Stored data entries:
▼
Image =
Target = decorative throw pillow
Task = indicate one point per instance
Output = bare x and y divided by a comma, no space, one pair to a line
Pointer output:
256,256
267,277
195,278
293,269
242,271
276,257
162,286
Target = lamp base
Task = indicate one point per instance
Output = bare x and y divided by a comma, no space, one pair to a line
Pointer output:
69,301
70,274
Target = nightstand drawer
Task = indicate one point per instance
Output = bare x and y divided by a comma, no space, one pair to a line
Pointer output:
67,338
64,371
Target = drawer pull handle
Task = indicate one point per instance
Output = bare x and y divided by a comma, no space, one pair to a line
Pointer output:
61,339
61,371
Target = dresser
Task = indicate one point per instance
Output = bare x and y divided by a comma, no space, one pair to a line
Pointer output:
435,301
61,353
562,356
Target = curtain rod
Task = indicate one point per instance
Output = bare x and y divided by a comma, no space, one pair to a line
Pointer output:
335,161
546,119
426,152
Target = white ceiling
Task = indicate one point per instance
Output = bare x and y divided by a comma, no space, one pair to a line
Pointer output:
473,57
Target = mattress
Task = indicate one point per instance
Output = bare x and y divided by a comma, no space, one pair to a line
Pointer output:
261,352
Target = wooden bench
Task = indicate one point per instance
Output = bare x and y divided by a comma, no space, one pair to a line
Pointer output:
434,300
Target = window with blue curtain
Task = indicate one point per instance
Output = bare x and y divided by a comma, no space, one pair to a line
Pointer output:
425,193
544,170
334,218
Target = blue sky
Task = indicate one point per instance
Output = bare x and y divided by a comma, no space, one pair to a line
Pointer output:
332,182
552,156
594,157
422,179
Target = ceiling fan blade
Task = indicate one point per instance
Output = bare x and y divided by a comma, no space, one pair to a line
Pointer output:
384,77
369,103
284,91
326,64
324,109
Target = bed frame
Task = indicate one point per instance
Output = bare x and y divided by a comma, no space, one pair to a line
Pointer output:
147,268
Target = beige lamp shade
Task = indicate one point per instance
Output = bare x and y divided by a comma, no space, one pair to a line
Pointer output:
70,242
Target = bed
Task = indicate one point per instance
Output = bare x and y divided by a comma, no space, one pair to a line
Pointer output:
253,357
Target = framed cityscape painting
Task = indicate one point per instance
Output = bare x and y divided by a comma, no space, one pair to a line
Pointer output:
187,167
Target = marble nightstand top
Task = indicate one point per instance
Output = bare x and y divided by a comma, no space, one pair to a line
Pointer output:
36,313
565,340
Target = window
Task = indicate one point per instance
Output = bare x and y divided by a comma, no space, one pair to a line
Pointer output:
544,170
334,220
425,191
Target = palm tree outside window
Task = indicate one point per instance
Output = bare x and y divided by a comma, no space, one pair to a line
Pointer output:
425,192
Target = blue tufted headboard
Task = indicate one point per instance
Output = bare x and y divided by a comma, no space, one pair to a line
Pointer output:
▲
§ **Directions for this task**: Repeat the data in full, matching each line exactly.

§ **Task answer**:
Image =
Target = decorative throw pillow
Task = indicate one point per instance
Output = bare x and y divided by a comma, no space, one pair to a line
Pointer output:
256,256
267,277
195,278
293,269
242,271
276,257
162,286
Target = lamp base
Task = indicate one point per instance
Output = bare x and y divided by a comma, no space, one pair to a line
Pointer output:
69,301
70,274
Target = nightstand drawer
Task = indicate one point per instance
Output = bare x and y divided by a comma, no space, one pair to a line
Pointer output:
67,338
64,371
Target = drawer pull handle
Task = indicate one point per instance
Output = bare x and y divided by a comma, no space, one pair to a line
Pointer output:
61,339
61,371
Target = dresser
Task = indicate one point per instance
Output = bare x and y divided by a comma, no space, one pair to a line
Pointer output:
435,301
61,353
562,356
Target = curtain rod
Task = indicate one point per instance
Output = bare x and y divided by a comma, no space, one pair to a line
Pointer output:
335,161
546,119
426,152
Target = white ceiling
Task = indicate one point per instance
Output = bare x and y divided by a comma, no space, one pair to a line
Pointer output:
473,57
Target = mattress
Task = indicate one point per instance
Output = bare x and y divided by a comma, no space, one pair to a line
Pointer output:
261,352
Target = wooden bench
Task = indicate one point per instance
Output = bare x and y divided by a comma, no space, one pair to a line
Pointer output:
434,300
Target = window with blue curtain
Task = indicate one point per instance
Output = bare x and y divided by a comma, no space, one pair to a line
Pointer output:
425,193
544,170
334,218
Target = blue sky
Task = indicate one point per instance
Output = bare x and y divided by a comma, no space, one pair to a line
Pointer output:
332,182
552,156
594,157
422,179
Target = ceiling fan blade
Task = indicate one point per instance
Output = bare x and y divided by a comma, no space, one pair to a line
Pointer output:
384,77
369,103
284,91
326,64
324,109
Target = bed frame
Task = indicate one point per instance
Output = bare x and y divided by a comma, no space, one pair to a line
Pointer output:
147,268
Target = beige lamp shade
Task = indicate one point per instance
Output = bare x and y divided by a comma, no space, one pair to a line
Pointer output:
70,242
Target = bed
Task = indicate one point per instance
Output = bare x and y divided by a comma, no space, one pair to a line
Pointer output:
253,357
Target = framed cityscape painting
Task = indicate one point per instance
Output = bare x and y divided by a comma, no space, one pair to a line
Pointer output:
187,167
Target = marble nightstand top
Task = indicate one point per instance
Output = bare x and y divided by a comma, no space, one pair to a line
Pointer output:
36,313
565,340
Target = window
Task = indicate one point per instance
Output = bare x and y divided by a comma, no space, one pair to a line
Pointer output:
544,170
334,220
425,191
Target = palm tree outside window
Task = indicate one point per instance
Output = bare x and y divided by a comma, no space, one pair to a line
Pointer output:
425,192
Target = blue tufted headboard
Task = indicate one point per instance
Output = bare x and y divided by a comma, no space, one pair to a line
Pointer output:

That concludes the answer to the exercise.